(Collected data entries)
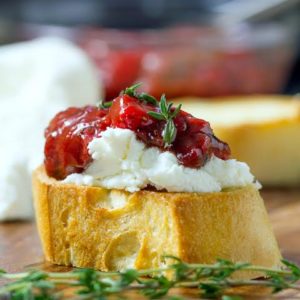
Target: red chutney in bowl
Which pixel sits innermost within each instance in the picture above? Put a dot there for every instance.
(155, 123)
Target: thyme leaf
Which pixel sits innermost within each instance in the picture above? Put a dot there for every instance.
(211, 280)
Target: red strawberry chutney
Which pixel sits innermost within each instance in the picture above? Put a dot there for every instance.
(70, 132)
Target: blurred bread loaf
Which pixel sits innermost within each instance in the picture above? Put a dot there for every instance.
(106, 229)
(263, 131)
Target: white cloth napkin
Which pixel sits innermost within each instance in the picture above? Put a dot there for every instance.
(37, 79)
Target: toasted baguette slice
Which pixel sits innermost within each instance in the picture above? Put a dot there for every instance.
(263, 131)
(105, 229)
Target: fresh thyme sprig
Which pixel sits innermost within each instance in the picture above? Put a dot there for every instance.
(167, 113)
(211, 280)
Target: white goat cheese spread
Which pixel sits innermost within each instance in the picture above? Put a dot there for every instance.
(120, 161)
(37, 80)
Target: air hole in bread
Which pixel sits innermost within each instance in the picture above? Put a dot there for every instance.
(122, 252)
(64, 217)
(117, 199)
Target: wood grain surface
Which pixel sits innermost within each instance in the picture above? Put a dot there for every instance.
(20, 247)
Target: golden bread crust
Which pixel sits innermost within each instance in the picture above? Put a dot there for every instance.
(106, 229)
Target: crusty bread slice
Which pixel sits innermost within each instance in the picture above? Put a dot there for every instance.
(112, 230)
(263, 131)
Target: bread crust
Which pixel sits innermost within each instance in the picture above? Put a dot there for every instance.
(105, 229)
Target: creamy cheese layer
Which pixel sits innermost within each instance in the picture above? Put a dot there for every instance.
(120, 161)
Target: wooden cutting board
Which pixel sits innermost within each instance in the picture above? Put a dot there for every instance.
(20, 247)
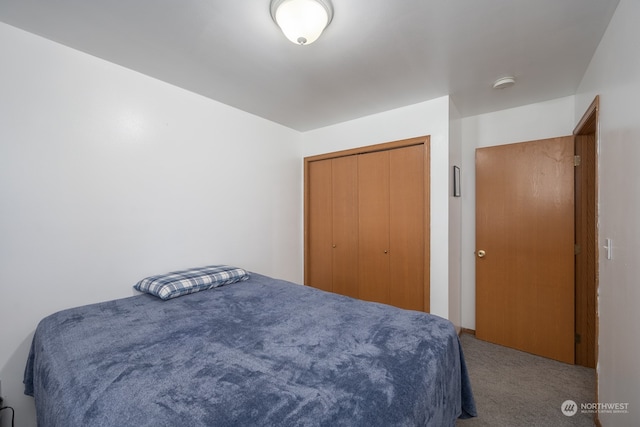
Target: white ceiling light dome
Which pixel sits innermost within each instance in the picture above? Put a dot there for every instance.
(504, 82)
(302, 21)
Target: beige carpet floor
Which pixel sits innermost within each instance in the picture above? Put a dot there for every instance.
(513, 388)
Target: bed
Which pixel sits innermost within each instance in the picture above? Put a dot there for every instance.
(258, 352)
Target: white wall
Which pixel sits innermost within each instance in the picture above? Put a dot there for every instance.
(426, 118)
(455, 219)
(536, 121)
(614, 74)
(107, 176)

§ ACTIVITY: Track down every line in the entries that includes the string "chutney", and copy it.

§ RESPONSE TO THIS TASK:
Target: red chutney in bowl
Target: red strawberry chutney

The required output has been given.